_Consigne_
Poursuivez le texte sur les négociations salariales entre le Front commun et Québec, à partir de sa dernière phrase.

_Source_
━━━━━━━━
Les jeux ne sont pas faits, les amis, loin de là. Les grévistes ne sont pas à la veille de ranger leurs pancartes, et les parents de retrouver un semblant de vie normale.

À entendre les chiffres qui circulent, la contre-offre du Front commun équivaudrait à une hausse salariale d’environ 25 % sur cinq ans. Le Front commun exige d’avoir l’inflation prévue sur la durée de la convention (18,1 %), en plus d’un certain facteur d’« enrichissement ».

L’écart est encore abyssal entre les deux parties, donc ; il avoisine les 12 points de pourcentage, Québec ayant haussé sa proposition à 12,7 % sur cinq ans mercredi.

Depuis le début, le Front commun réclamait une hausse équivalant à 23 % sur trois ans, et avec cette contre-offre, on passerait à environ 25 % sur cinq ans.
━━━━━━━━
_Extrait des données_
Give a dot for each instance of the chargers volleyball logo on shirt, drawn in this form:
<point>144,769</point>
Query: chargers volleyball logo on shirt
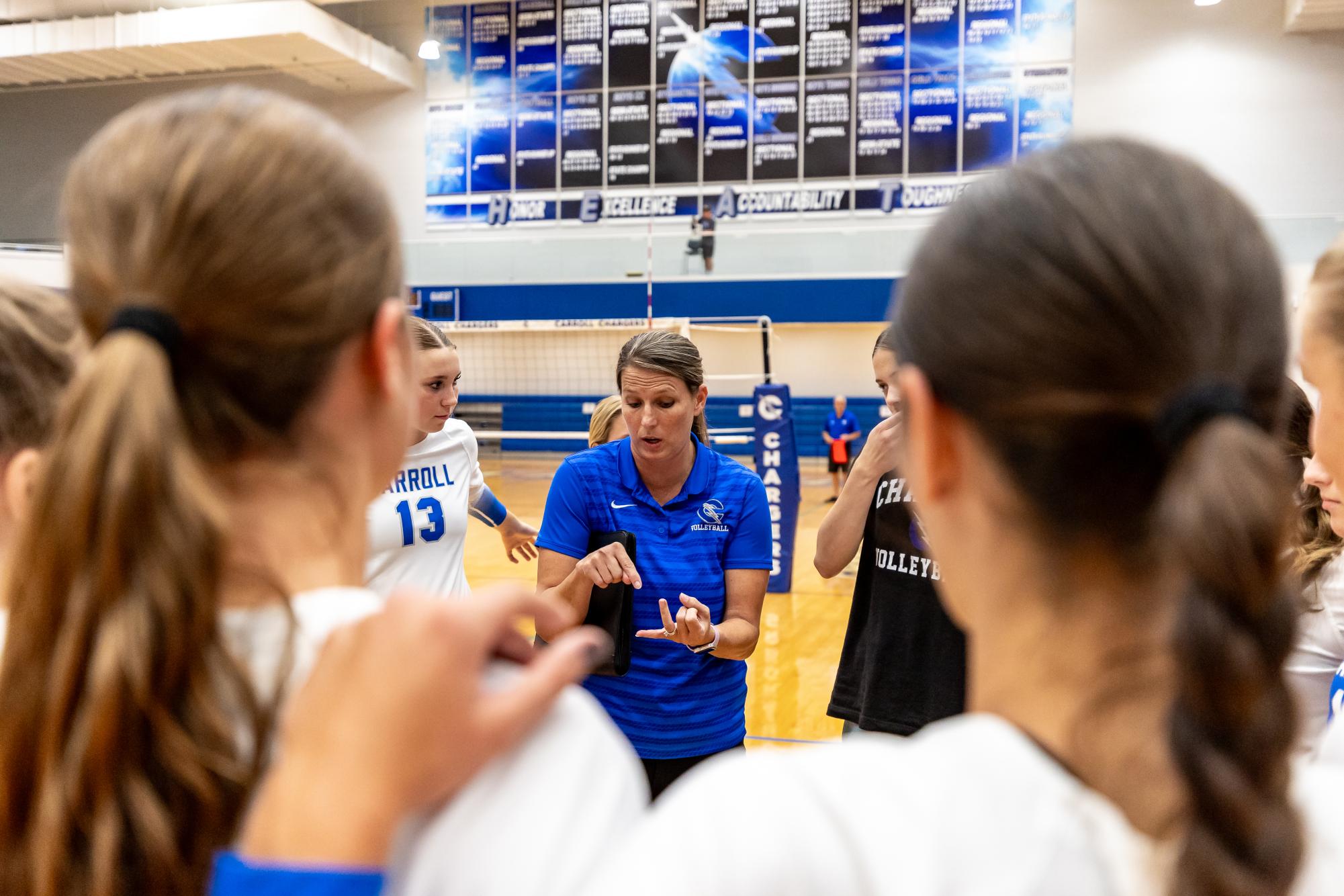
<point>711,512</point>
━━━━━━━━
_Résultat obtenu_
Ce qui est clair, c’est que le mouvement syndical accepte d’allonger la durée du contrat, qui passerait de trois ans pour se rendre jusqu’à cinq ans, possiblement, comme le demande le gouvernement.

Depuis le début, la demande d’enrichissement au-delà de l’inflation était de 9 % sur trois ans. La contre-offre ne précise pas le nouveau chiffre sur cinq ans, selon ce que j’entends dans les deux camps, mais il pourrait être question de 9 % sur cinq ans au lieu de trois ans ou encore d’un taux moindre.

Ce taux moindre pourrait ressembler à l’écart cité dans l’étude de l’Institut de la statistique du Québec (ISQ) parue le 30 novembre. Selon l’ISQ, l’écart défavorable de la rémunération globale des employés du gouvernement par rapport au marché est de quelque 7 %. Cet écart tient compte de la valeur des régimes de retraite, des vacances, des congés, des horaires de travail et de tout le reste.

Vendredi matin, le premier vice-président de la CSN, François Enault, a déclaré lors d’une conférence : « On a un rattrapage [à faire], vous le savez, vous avez vu l’ISQ. On parle de 7 % en rémunération globale, plus la clause d’indexation. C’est ce qu’on demande⁠1. »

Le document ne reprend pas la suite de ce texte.